**Instruction**
Rewrite the entries below as a two-column CSV with the headers input and output, one row per entry: each entry's text goes in input and its answer in output, each as a single quoted field with line breaks replaced by spaces. Leave the pictures out.

**Given information**
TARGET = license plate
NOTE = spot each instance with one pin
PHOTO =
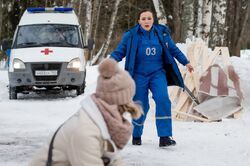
(46, 72)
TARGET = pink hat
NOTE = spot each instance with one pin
(114, 85)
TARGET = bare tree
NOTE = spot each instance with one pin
(177, 20)
(198, 27)
(243, 28)
(105, 46)
(206, 19)
(87, 23)
(218, 23)
(1, 17)
(188, 20)
(160, 12)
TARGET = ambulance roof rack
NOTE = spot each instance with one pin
(55, 9)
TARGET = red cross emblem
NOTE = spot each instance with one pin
(46, 51)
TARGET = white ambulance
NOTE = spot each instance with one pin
(47, 52)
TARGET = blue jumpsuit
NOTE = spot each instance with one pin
(150, 61)
(149, 74)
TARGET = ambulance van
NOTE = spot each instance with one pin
(47, 52)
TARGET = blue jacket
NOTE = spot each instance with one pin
(128, 47)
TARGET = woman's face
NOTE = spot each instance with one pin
(146, 20)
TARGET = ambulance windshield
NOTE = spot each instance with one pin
(53, 35)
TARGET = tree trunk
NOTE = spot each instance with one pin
(206, 19)
(188, 20)
(218, 23)
(79, 8)
(98, 4)
(177, 21)
(198, 27)
(243, 27)
(1, 18)
(110, 32)
(160, 12)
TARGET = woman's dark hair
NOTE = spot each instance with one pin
(144, 10)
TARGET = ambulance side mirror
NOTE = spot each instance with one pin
(6, 44)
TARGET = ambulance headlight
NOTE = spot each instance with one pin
(18, 64)
(74, 64)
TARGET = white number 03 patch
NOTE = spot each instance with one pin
(150, 51)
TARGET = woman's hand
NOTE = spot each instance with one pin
(190, 67)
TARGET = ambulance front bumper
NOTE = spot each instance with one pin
(46, 74)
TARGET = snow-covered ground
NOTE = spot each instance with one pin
(26, 123)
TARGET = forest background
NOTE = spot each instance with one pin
(217, 22)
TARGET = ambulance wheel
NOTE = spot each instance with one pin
(80, 89)
(12, 93)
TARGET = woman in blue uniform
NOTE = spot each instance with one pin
(150, 53)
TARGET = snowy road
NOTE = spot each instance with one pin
(25, 125)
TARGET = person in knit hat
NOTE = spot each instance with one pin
(95, 134)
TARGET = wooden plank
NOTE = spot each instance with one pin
(193, 116)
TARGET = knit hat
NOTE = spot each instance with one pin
(114, 85)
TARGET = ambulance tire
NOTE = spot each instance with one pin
(12, 93)
(80, 89)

**Complete answer**
input,output
"TARGET = license plate NOTE = spot each instance with one pin PHOTO =","(46, 72)"
"TARGET = pink hat NOTE = spot each instance with one pin","(114, 85)"
"TARGET = bare tree NOTE = spot each instance with one pin","(177, 20) (198, 27) (243, 28) (105, 46) (206, 19) (87, 23) (218, 23) (1, 17) (188, 20) (160, 12)"
"TARGET = ambulance roof rack NOTE = spot each instance with one pin","(55, 9)"
"TARGET = red cross emblem NOTE = spot each instance with one pin","(46, 51)"
"TARGET = white ambulance NOTE = spot each instance with one pin","(47, 52)"
"TARGET = blue jumpsuit NOTE = spot each instance with one pin","(150, 61) (149, 74)"
"TARGET = ambulance van NOTE = spot each instance with one pin","(47, 52)"
"TARGET = blue jacket NOTE = spot each instance with one pin","(128, 47)"
"TARGET = woman's face NOTE = spot each instance with one pin","(146, 20)"
"TARGET = ambulance windshield NOTE = spot each instance with one pin","(53, 35)"
"TARGET = tree trunk NOTE = spot each instance with one pin","(206, 19) (188, 20) (218, 23) (79, 8) (98, 4) (177, 21) (198, 27) (243, 27) (1, 18) (110, 32) (160, 12)"
"TARGET = woman's dark hair NOTE = spot each instance with one pin","(144, 10)"
"TARGET = ambulance side mirror NOTE = spot each instance with one pin","(6, 44)"
"TARGET = ambulance headlight NOTE = spot each instance with one pin","(18, 64) (74, 64)"
"TARGET = white number 03 patch NOTE = spot each instance with one pin","(150, 51)"
"TARGET = woman's hand NOTE = spot each instance with one pin","(190, 67)"
"TARGET = ambulance front bumper NOTE = spot each instance with one pin","(46, 74)"
"TARGET = snow-covered ground NOTE = spot each instance with one pin","(26, 123)"
"TARGET = forest background NOTE = spot each instance with one pin","(217, 22)"
"TARGET = ambulance wheel NOTE = spot each instance with one pin","(80, 89) (12, 93)"
"TARGET = woman in blue uniform NOTE = spot each instance with one pin","(150, 53)"
"TARGET = snowy road NOTE = spot each instance with one pin","(25, 125)"
"TARGET = person in knit hat NOTE = spot each instance with one pin","(95, 134)"
"TARGET = wooden plank NOTE = spot each instance with one pin","(193, 116)"
"TARGET = knit hat NOTE = spot each instance with one pin","(114, 85)"
"TARGET = ambulance tire NOTE = spot each instance with one pin","(12, 93) (80, 89)"